Search code examples
c++g++clangshared-libraries

Difference between clang and g++ in linking a shared library where a symbol already defined in a local object file exists


I faced an issue while dealing with a C++ project that I started to work on recently. The project is organized as follows (and I can't change this):

  • The core part of the code resides in a central, shared library. I have access to the central library source files, and I can eventually modify the current compilation procedure. For sake of discussion, let's assume that the central library liba.so is created by compiling a single file a.cpp that contains the two functions void foo() and void bar().
  • Starting from this core part, multiple executables are created. Each executable resides in its own folder, and it is created by compiling a main code main.cpp and, eventually, other source codes that are also implementing some of the functions already present in the core library. For sake of discussion, let's assume that there is a file b.cpp that contains void bar().

The intended project design is to always give priority to the function defined in the local source codes. The project was tested with g++ on a Linux machine, but it shows a different behavior when compiled with clang on an Apple machine.

I know that this way of design is probably to be avoided at all, but this is not under my responsibility. I was checking if the project can also be compiled with clang

This behavior can be reproduced with the following codes:

a.h

#ifndef a_h_g 
#define a_h_g 
void foo(); 
void bar(); 
#endif 

a.cpp

#include <iostream> 
#include "a.h"

Required work
In the linking question above, which compiler and machine was the project tested with?

Records
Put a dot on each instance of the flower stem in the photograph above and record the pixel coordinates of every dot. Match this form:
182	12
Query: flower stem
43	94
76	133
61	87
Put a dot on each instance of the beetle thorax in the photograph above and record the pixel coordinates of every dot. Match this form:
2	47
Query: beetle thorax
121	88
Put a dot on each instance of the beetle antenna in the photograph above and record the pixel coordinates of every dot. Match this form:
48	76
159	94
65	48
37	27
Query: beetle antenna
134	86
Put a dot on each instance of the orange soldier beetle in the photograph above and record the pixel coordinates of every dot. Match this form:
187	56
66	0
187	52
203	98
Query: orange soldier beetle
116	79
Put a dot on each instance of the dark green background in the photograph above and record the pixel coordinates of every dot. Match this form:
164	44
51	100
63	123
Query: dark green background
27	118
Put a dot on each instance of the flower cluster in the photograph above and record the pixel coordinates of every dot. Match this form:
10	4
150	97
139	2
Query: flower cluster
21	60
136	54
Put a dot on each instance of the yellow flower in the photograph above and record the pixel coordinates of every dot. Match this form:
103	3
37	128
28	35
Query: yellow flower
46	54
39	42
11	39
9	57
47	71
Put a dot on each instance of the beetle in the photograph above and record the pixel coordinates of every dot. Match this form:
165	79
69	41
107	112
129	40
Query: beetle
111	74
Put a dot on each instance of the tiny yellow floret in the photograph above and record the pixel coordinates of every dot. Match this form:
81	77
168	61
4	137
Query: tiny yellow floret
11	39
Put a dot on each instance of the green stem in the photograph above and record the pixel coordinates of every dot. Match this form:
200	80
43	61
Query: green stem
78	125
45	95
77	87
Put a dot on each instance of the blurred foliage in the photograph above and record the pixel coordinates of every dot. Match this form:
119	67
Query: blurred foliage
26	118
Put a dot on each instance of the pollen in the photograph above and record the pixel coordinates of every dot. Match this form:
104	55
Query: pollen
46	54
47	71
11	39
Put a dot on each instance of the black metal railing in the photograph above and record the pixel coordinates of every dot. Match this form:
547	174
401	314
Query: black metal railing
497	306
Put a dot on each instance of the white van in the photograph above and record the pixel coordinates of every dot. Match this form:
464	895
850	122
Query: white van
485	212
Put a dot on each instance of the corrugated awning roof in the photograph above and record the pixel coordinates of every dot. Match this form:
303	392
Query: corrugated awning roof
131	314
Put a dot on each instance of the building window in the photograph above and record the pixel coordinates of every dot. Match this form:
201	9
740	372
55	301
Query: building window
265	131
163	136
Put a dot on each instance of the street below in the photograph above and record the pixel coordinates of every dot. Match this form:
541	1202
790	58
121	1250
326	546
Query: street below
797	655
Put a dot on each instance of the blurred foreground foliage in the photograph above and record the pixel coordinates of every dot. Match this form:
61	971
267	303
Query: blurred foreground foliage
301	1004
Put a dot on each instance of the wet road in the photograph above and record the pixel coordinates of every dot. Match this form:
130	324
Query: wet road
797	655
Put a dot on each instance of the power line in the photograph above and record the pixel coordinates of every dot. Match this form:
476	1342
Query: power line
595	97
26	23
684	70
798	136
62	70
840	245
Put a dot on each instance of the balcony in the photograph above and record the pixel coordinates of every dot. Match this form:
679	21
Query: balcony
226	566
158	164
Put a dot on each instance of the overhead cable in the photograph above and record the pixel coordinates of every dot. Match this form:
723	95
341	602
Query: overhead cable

Response
The project was tested with g++ on a Linux machine.